Records for bounding box labeling
----

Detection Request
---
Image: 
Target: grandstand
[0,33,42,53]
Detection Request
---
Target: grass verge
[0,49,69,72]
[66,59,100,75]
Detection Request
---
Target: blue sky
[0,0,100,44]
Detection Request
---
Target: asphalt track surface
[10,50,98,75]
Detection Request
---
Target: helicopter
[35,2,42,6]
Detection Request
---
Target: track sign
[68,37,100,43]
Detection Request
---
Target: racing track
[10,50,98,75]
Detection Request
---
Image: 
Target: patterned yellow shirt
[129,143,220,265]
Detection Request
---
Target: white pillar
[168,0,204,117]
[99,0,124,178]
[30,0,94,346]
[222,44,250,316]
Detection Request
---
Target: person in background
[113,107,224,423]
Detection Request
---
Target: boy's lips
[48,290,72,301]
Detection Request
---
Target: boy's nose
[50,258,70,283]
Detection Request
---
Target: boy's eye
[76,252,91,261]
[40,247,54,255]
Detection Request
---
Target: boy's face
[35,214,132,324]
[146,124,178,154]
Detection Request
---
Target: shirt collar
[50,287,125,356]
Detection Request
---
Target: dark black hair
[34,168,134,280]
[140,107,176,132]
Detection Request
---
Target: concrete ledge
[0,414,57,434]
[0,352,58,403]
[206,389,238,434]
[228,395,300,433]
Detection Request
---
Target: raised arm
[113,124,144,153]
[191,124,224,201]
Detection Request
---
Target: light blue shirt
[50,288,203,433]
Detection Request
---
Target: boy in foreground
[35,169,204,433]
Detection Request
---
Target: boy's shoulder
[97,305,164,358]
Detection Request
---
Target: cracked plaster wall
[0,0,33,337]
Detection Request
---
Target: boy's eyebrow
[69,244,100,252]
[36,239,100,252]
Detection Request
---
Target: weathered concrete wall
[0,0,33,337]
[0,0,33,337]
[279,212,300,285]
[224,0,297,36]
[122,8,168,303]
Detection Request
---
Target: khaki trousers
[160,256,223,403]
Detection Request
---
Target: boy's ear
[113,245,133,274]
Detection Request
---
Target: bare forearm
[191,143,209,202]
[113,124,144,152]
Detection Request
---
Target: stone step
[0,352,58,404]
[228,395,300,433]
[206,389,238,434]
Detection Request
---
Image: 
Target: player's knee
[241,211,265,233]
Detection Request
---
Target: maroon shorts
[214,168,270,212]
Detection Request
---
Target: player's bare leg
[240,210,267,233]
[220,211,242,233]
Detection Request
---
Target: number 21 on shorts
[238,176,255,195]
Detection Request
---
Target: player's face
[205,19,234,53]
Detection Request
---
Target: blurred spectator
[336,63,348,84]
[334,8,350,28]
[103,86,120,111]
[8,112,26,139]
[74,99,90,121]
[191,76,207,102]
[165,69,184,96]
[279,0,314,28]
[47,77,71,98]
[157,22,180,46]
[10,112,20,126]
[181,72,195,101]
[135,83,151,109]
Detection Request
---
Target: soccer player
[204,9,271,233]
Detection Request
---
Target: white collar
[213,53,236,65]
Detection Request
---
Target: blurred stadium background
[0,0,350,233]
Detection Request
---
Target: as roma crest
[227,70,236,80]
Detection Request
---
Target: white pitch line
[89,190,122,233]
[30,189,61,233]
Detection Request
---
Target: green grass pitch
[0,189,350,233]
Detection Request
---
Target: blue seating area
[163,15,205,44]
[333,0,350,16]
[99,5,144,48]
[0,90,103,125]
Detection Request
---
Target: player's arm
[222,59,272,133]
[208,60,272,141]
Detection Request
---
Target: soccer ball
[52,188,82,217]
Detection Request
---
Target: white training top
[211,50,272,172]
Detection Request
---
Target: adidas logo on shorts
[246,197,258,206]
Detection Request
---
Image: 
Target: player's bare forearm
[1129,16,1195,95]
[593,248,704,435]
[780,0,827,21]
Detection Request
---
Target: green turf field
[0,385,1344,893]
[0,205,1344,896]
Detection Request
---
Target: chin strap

----

=== The problem ===
Rewrite only the lines from the first line of the records through the line containing "[146,124,178,154]", both included, with the requests kept in place. Shift each bounding-box coordinate in the answers by -140.

=== Answer in full ===
Detection Request
---
Image: 
Target: grandstand
[-140,-107,-98,-87]
Detection Request
---
Target: grass verge
[-140,-91,-71,-68]
[-74,-81,-40,-65]
Detection Request
---
Target: blue sky
[-140,-140,-40,-96]
Detection Request
---
Target: asphalt track surface
[-130,-90,-42,-65]
Detection Request
---
Target: helicopter
[-105,-138,-98,-134]
Detection Request
---
Target: track sign
[-72,-103,-40,-97]
Detection Request
---
Target: racing track
[-130,-90,-42,-65]
Detection Request
---
Image: 
Target: patterned yellow shirt
[-11,3,80,125]
Detection Request
---
Target: white pillar
[28,-140,64,-23]
[-41,-140,-16,38]
[-110,-140,-46,206]
[82,-96,110,176]
Detection Request
---
Target: person in background
[-27,-33,84,283]
Detection Request
---
Target: boy's lips
[-92,150,-68,161]
Detection Request
---
Target: boy's nose
[-90,118,-70,143]
Detection Request
---
Target: boy's eye
[-64,112,-49,121]
[-100,107,-86,115]
Detection Request
---
Target: boy's face
[-105,74,-8,184]
[6,-16,38,14]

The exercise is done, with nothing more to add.